Region pointing data
++++++++++

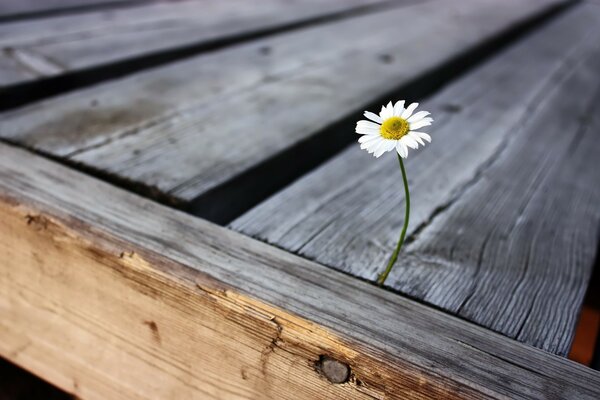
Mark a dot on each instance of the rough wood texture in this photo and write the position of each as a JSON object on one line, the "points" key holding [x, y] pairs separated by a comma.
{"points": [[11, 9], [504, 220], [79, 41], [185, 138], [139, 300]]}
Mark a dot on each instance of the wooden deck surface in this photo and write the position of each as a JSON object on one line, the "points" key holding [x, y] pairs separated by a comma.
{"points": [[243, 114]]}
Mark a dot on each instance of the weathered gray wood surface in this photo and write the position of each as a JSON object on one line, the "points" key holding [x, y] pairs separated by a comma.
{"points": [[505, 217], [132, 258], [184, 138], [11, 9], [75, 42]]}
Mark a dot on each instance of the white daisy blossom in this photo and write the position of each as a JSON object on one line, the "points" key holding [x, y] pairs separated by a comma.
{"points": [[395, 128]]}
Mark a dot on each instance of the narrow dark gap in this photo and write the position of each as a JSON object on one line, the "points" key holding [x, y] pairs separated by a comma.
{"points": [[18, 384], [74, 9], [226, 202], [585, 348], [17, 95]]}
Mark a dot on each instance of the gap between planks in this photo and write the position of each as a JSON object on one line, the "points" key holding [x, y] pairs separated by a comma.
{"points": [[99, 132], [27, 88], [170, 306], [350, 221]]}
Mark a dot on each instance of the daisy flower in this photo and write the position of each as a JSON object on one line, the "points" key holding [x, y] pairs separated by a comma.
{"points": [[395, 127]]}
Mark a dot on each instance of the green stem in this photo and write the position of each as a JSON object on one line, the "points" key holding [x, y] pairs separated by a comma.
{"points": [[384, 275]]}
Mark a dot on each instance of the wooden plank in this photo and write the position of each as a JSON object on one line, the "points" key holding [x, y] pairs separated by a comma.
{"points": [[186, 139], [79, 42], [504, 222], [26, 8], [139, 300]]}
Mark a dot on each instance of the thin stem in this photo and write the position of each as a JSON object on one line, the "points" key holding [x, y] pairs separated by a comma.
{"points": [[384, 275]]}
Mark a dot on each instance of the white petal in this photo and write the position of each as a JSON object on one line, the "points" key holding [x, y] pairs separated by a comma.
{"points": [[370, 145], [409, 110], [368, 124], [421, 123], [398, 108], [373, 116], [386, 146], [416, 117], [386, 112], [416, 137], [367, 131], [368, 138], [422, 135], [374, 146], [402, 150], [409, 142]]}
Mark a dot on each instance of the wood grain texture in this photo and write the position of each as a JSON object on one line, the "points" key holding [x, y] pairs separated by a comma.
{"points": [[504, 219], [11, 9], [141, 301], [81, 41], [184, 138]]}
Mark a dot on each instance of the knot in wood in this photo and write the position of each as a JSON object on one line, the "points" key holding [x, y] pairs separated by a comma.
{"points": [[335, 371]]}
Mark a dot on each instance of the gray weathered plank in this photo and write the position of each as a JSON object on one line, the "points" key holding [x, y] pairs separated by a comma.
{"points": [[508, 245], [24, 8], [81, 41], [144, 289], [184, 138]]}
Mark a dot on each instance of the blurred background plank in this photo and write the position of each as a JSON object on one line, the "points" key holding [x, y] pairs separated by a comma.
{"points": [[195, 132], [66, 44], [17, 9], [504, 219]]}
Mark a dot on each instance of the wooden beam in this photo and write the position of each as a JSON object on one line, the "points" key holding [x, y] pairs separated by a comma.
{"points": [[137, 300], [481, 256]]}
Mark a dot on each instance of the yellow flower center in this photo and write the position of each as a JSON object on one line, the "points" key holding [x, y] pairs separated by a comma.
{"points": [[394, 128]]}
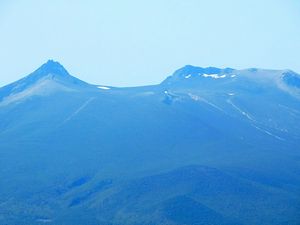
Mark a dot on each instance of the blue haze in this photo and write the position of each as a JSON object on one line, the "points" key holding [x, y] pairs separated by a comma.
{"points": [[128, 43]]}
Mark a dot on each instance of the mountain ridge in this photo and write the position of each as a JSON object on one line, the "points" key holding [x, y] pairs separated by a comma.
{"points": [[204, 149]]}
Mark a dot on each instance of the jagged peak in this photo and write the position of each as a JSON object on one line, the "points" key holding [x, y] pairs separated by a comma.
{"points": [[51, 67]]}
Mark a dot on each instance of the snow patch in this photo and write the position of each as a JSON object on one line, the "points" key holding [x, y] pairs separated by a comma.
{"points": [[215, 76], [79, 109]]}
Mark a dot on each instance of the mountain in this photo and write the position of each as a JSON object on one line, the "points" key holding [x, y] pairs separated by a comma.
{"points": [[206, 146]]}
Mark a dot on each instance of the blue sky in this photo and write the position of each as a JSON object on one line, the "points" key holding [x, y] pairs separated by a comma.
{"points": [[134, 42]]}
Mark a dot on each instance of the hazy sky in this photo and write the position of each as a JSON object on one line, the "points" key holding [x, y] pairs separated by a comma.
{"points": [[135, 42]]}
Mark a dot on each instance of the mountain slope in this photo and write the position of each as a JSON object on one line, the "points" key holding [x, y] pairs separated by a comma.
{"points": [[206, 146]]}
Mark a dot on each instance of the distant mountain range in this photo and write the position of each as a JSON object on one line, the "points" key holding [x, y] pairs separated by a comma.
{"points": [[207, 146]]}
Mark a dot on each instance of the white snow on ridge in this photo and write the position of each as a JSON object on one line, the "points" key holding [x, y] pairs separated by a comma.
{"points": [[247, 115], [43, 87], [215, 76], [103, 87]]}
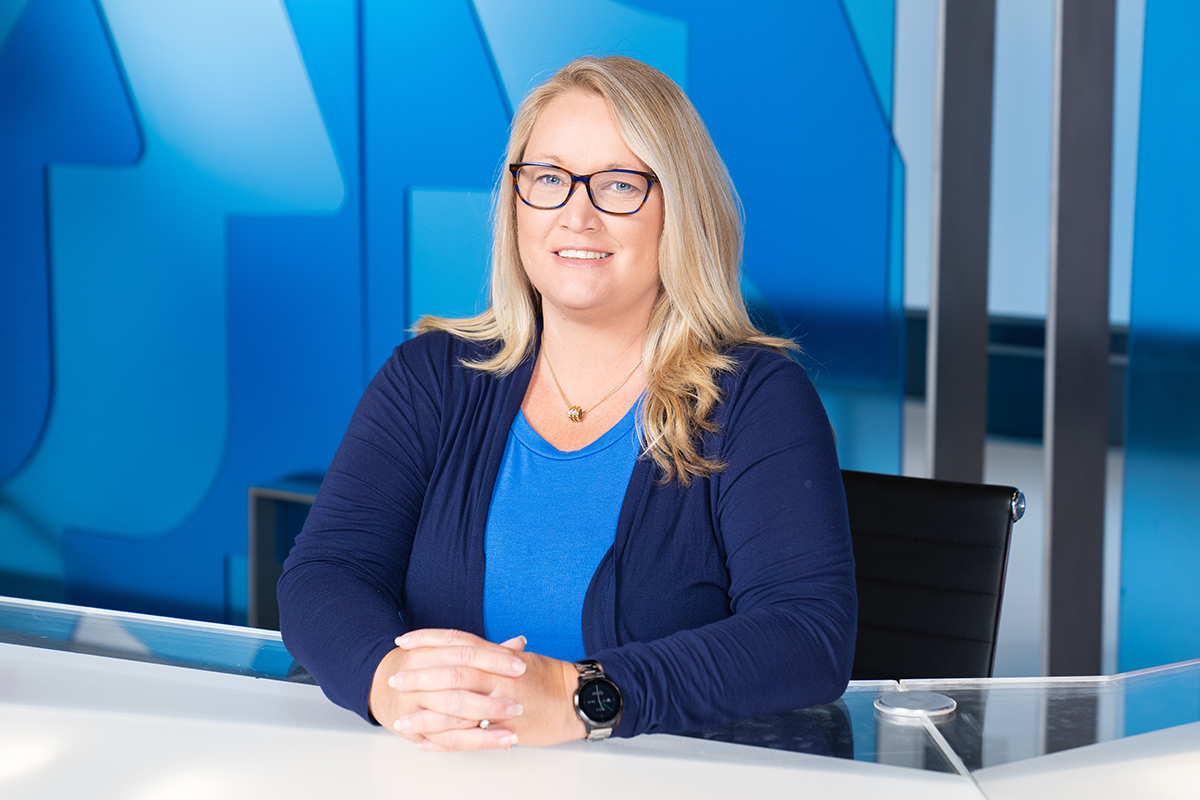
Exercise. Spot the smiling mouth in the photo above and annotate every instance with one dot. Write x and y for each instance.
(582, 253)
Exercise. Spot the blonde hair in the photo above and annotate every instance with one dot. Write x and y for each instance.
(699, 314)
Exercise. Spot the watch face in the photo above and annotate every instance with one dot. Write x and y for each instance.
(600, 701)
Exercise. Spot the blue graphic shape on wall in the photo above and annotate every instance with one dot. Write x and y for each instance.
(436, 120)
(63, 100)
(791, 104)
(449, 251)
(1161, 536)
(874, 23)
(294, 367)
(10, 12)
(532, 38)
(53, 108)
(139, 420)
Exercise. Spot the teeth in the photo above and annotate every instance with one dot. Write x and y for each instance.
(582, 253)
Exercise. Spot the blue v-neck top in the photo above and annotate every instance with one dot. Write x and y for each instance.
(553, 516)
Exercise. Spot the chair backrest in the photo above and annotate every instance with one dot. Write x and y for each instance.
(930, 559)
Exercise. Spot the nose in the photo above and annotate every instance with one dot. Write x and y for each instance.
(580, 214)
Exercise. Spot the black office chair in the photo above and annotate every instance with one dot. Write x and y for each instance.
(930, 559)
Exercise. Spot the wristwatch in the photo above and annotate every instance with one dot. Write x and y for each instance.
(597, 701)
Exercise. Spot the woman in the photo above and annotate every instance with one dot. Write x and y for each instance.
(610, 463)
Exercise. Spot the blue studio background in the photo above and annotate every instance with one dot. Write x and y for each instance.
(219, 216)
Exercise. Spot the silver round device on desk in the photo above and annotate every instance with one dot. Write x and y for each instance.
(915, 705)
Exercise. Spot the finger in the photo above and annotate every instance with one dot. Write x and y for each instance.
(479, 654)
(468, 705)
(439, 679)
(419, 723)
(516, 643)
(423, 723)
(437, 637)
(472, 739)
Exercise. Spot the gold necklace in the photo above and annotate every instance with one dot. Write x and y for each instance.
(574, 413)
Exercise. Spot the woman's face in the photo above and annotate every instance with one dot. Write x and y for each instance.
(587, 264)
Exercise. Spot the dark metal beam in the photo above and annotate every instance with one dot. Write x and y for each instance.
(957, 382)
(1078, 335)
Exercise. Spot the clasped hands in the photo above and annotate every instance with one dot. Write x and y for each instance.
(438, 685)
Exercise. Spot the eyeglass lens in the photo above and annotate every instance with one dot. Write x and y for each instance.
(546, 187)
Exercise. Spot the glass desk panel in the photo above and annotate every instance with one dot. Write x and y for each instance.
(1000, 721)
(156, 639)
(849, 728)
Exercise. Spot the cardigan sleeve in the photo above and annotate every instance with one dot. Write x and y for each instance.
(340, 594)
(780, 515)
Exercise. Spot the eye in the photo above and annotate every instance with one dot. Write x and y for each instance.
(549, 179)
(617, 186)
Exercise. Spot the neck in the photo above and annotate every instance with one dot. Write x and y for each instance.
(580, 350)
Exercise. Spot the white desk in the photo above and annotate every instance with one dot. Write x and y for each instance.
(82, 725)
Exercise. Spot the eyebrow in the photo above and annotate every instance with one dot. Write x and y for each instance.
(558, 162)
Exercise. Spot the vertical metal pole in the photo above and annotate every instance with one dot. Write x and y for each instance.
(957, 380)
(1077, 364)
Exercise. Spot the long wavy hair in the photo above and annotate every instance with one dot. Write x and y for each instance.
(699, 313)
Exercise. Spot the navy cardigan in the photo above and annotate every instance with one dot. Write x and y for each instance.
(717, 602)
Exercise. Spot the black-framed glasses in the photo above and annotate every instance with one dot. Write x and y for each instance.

++++++++++

* [Exercise]: Begin with the line that contains "Exercise. Spot the dark" and end with the last line of the records; set down every line in that span exactly, and nothing else.

* [Answer to this task]:
Exercise. Spot the dark metal beam in the photo above and annotate every instance with one dot. Write x and y for each instance.
(957, 382)
(1078, 335)
Exercise. Spot the clasped hands in the photo above and annotate every instance with one dot. Write x and y for each instance.
(438, 685)
Exercise. Spot the eyeglass lens in the photo above and annotate every instance with one dot. Write x and y for each instance.
(546, 187)
Exercise. Spot the glass desk panel in the photo above and annotate every instance with one dot. Write x and y for each instance.
(1000, 721)
(156, 639)
(849, 728)
Exercise. Spot the cardigan sleeve in the photo above and annotate every instance with one dot. Write x and y for each instance.
(340, 594)
(780, 515)
Exercise. Spot the eye in the photo above and annotate every instance with one dot. Write x and y for each instance.
(549, 179)
(617, 186)
Exercise. Spot the neck in the photo above and annotate every instance with one dot. Write x and y for each instance.
(580, 350)
Exercise. Spot the white desk in the photo above and annotate every instance with one dot. Write x and y for each instance.
(82, 725)
Exercise. Spot the eyebrow in the photo above and annotate every instance with one dot. Write x and y for each instance.
(558, 162)
Exercise. Spot the vertical metal pole in the photo above and annotate every instance with one dot. Write x and y for each instance.
(957, 380)
(1077, 364)
Exercise. Spot the long wavy hair in the photo above and annotate every instance with one dot. Write x and y for each instance.
(699, 313)
Exercise. Spot the navy cardigan in the photo above and annotate every instance with one dot. Write x and y for each instance.
(717, 602)
Exercise. Spot the black-framed glasses in the photo above and annotate every instance with one dot. Write x and y for each instance.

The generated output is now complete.